Data entries:

--

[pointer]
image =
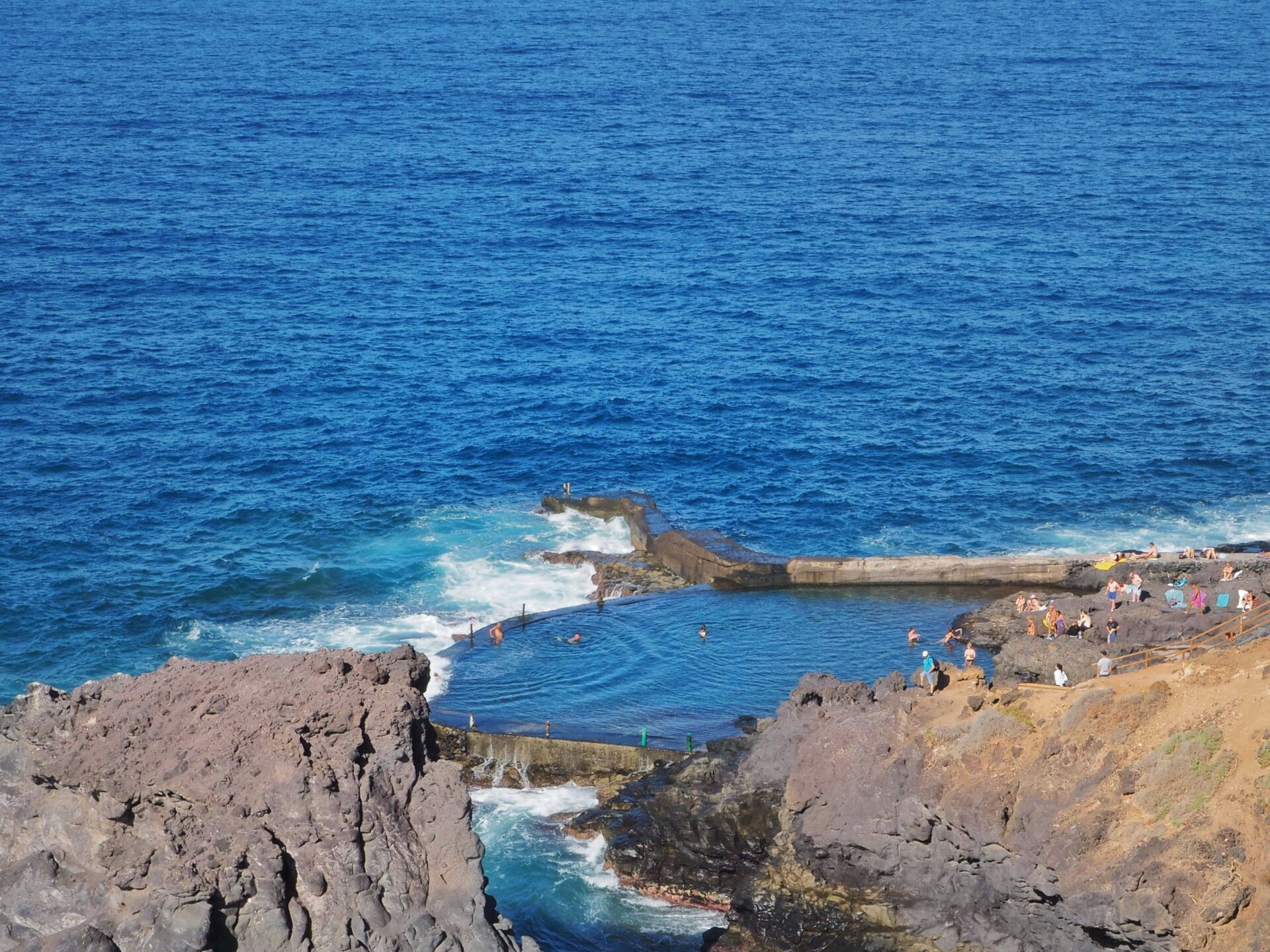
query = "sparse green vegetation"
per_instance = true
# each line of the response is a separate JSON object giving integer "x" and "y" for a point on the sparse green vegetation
{"x": 1021, "y": 716}
{"x": 1264, "y": 754}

--

-- Request --
Retype every line above verbatim, omitting the picture from your output.

-- The completed task --
[pointer]
image =
query = "sparse green vegetation"
per_instance = true
# each line of the response is a separate JSON object giving integer "x" and "y" for a point on the sparse green vegetation
{"x": 1021, "y": 716}
{"x": 1264, "y": 754}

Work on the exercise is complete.